Document extract:

# DSCI 572 Lab 1
Meta-comment: in the first half of this course, we break away from the typical MDS approach of using/interpreting data science software and start digging into the implementation of such software. If you don't like this, please keep in mind that it's a small part of the program. Also, I find it hard to imagine that the concepts learned here will turn out to be completely useless. 

In [5]:
import numpy as np
import pandas as pd

import scipy.optimize as spo

from sklearn.linear_model import LogisticRegression
from sklearn.model_selection import train_test_split
from sklearn.metrics import confusion_matrix
from sklearn.feature_extraction.text import CountVectorizer

### (optional) Exercise 0: gradients of mathematical functions
rubric={raw:7}

Compute the gradient of each of the following mathematical functions. The notation for the gradient of a function $f$ is $\nabla f(x)$. Note that $x$ may be a vector but $f$ returns a scalar in all the cases below. The gradient is also a vector.

In some cases, the dimensionality of $x$ is provided: for example

> $x \in \mathbb{R}^3$

means that $x$ is a vector with 3 elements. In other cases, you should be able to infer the dimension from the context (for example, for $f_2$ we can infer that $x \in \mathbb{R}^2$ since otherwise the matrix multiplication wouldn't make sense). Finally, in some cases (like $f_6$) the dimension is unknown but you should be able to give an answer that holds regardless of the dimension of $x$. 

Hint: for $\nabla f_5(x)$ you can write $x^\top A x$ as a sum of a few terms. Try taking the derivative, and then putting it back into vector notation at the end.

Stored rows:

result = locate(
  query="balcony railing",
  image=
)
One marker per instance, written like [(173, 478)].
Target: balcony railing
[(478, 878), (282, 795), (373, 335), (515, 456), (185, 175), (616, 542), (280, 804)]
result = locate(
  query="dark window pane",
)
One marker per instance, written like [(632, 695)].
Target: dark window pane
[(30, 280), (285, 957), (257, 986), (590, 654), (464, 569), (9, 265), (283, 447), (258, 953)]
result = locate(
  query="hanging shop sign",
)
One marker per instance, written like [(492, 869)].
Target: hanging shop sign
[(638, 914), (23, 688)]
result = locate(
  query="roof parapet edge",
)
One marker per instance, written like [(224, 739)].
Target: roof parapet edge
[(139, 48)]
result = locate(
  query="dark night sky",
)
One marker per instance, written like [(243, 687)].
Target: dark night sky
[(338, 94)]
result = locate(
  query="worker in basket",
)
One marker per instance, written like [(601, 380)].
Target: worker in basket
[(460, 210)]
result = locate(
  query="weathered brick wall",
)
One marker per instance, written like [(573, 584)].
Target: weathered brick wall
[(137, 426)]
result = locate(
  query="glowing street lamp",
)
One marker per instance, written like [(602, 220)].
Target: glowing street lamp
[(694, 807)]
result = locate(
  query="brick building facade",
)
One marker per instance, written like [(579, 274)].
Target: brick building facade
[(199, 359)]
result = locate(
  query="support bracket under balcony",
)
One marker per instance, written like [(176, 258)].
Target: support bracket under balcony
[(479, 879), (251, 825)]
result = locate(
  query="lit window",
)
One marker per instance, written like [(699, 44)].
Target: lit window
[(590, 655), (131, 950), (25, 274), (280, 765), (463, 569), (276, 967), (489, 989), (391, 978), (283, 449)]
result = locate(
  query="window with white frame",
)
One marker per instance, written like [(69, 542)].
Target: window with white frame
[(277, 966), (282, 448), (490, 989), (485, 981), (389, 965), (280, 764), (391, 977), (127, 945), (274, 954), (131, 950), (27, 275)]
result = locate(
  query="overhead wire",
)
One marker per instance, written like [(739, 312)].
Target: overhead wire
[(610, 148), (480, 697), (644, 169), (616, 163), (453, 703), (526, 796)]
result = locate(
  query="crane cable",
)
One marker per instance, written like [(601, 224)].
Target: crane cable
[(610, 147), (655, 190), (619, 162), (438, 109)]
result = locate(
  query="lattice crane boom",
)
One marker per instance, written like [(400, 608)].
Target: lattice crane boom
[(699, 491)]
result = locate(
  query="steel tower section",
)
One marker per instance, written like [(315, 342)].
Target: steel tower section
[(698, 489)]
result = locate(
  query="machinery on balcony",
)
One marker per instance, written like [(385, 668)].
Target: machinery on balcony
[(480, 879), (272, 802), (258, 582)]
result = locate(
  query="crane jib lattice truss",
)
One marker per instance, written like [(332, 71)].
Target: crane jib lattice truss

Written tasks:
[a] According to the lab page, what notation is used for the gradient of a function f?
[b] The lab page says we can infer that x ∈ ℝ² for f₂. Explain why, using the reason the lab page gives.
[c] In the lab page, reproduce word for word the stretch from "means that $x$" through "at the end.".

Replies:
[a] ∇f(x)

[b] For f₂, x must be in ℝ², because otherwise the matrix multiplication in that function wouldn't make sense.

[c]
means that $x$ is a vector with 3 elements. In other cases, you should be able to infer the dimension from the context (for example, for $f_2$ we can infer that $x \in \mathbb{R}^2$ since otherwise the matrix multiplication wouldn't make sense). Finally, in some cases (like $f_6$) the dimension is unknown but you should be able to give an answer that holds regardless of the dimension of $x$. 

Hint: for $\nabla f_5(x)$ you can write $x^\top A x$ as a sum of a few terms. Try taking the derivative, and then putting it back into vector notation at the end.